GIVEN REQUEST A: Which lines of the listing below contain the string "shade"? Pick out each of them and copy it.

TEXT TO READ:
=======
Walking The Traditional X Digital Bridge
A hand illustrated fashion submission for the tech-centric Sakura Bomber contest
Ah! The Bridge!
The recent Sakura Bomber design contest marks my first publicly recognized endeavor to share traditional art (hand drawn fashion illustration) on the same stage as digital creative works. I am really excited about the “honorable mention” I received for the traditional submission!
The acknowledgement is a significant leverage for me to walk my talk: to practically introduce the Bridge to my “non-tech” professional, and social reach. Mighty grateful to Christopher Sicurella, Choice LGBTQIA+, and Alexander Aleksashev-Arno for the inclusive creative opportunity.
What Did I Submit?
The design contest was themed on “embroidered cherry blossoms on a bomber jacket”, celebrating global digital pride for Japan.
My taking the traditional route in a predominantly tech-driven space, was to assert coexistence between the two disparate mediums - traditional and digital: they can support each other, producing enhanced outputs and compounded possibilities. It is important to discern support from substitution here; both mediums are defiantly independent of each other. Ethics of design such as authenticity, utility, and sustainability, have a significant value in this equation, but I will hold that element for another write to focus this article on how the Bridge could be built using the hand sketch.
=======
DATA IN THIS EXERCISE:
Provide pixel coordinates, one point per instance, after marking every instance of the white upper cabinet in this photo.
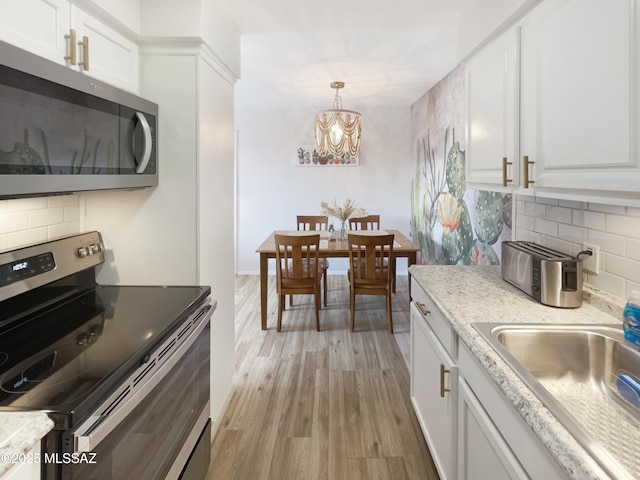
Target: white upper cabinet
(580, 96)
(65, 34)
(38, 26)
(492, 113)
(104, 53)
(561, 90)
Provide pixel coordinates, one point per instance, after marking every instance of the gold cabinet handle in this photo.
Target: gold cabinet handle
(85, 53)
(423, 309)
(443, 371)
(526, 171)
(505, 179)
(72, 47)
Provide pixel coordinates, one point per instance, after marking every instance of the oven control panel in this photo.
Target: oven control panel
(30, 267)
(26, 268)
(89, 250)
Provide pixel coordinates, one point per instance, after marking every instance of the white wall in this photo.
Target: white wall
(215, 225)
(152, 232)
(273, 189)
(481, 20)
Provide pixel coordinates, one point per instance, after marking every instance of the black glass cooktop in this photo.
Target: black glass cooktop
(70, 354)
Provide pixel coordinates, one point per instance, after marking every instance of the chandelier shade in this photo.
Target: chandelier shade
(338, 131)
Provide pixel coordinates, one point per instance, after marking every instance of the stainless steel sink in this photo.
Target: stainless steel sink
(574, 370)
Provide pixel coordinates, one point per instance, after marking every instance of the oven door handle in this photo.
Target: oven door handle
(89, 435)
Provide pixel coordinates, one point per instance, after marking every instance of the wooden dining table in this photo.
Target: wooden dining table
(402, 248)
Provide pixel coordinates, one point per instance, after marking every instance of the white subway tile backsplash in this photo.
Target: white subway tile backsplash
(46, 216)
(29, 220)
(525, 221)
(624, 225)
(572, 233)
(546, 227)
(573, 204)
(13, 221)
(623, 267)
(558, 214)
(71, 213)
(609, 283)
(591, 220)
(62, 201)
(26, 204)
(608, 242)
(64, 229)
(547, 201)
(615, 209)
(27, 237)
(560, 245)
(632, 248)
(564, 225)
(534, 210)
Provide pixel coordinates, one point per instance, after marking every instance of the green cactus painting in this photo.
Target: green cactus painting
(451, 224)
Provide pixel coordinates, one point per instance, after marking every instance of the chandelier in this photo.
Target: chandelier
(338, 130)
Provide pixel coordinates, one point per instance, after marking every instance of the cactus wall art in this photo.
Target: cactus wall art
(450, 224)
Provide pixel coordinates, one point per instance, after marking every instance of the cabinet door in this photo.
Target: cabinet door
(112, 57)
(580, 95)
(492, 113)
(433, 394)
(482, 452)
(38, 26)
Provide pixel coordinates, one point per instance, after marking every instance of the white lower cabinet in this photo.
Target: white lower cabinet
(472, 429)
(482, 452)
(433, 392)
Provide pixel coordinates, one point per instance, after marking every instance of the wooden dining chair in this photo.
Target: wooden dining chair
(369, 272)
(313, 223)
(297, 270)
(370, 222)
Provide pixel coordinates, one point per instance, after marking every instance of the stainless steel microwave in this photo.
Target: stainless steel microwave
(62, 131)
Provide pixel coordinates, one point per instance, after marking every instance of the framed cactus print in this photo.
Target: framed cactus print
(308, 156)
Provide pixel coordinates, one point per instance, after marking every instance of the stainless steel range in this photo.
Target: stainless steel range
(123, 371)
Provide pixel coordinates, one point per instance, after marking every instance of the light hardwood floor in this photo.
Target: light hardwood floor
(320, 405)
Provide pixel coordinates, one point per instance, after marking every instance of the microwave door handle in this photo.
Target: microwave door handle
(146, 154)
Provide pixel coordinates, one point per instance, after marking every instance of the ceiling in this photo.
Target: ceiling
(388, 52)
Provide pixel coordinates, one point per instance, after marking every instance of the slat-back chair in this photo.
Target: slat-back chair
(297, 270)
(313, 223)
(369, 272)
(370, 222)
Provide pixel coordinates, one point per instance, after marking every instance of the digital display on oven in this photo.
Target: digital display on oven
(26, 268)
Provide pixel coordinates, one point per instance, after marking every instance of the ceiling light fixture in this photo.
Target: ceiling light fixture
(338, 130)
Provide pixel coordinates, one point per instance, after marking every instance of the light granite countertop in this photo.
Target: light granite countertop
(467, 295)
(19, 433)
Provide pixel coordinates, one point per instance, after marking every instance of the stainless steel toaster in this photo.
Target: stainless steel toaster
(551, 277)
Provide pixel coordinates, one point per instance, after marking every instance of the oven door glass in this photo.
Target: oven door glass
(145, 445)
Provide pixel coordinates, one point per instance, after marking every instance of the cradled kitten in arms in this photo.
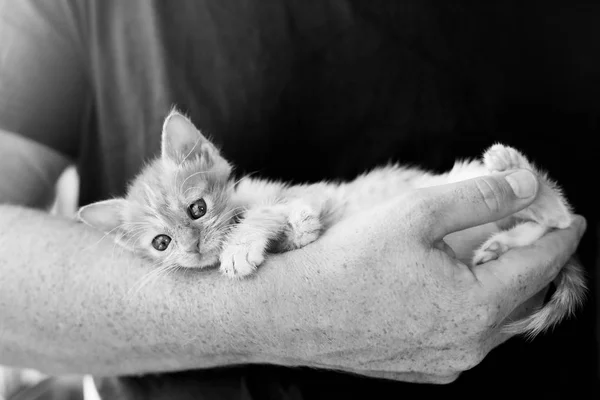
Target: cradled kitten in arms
(185, 209)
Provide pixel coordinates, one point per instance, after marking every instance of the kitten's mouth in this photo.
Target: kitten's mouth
(208, 259)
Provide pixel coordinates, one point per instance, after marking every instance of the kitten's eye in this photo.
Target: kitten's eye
(161, 242)
(197, 209)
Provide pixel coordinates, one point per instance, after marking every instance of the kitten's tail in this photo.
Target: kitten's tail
(569, 295)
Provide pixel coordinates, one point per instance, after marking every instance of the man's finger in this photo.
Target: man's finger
(522, 272)
(474, 202)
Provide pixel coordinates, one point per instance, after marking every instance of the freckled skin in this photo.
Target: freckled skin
(453, 297)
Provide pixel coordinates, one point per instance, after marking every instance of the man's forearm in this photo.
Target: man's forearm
(69, 302)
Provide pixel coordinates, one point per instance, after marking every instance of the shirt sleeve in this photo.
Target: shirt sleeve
(43, 89)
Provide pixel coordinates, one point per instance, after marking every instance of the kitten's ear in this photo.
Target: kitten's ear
(181, 140)
(106, 216)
=======
GIVEN REQUEST B: In the article about the Sakura Bomber contest, what was the design contest's theme?

SOLUTION A:
Provide pixel coordinates, one point per instance, after marking every instance of the chandelier shade in this photo.
Target: chandelier shade

SOLUTION B: Embroidered cherry blossoms on a bomber jacket, celebrating global digital pride for Japan.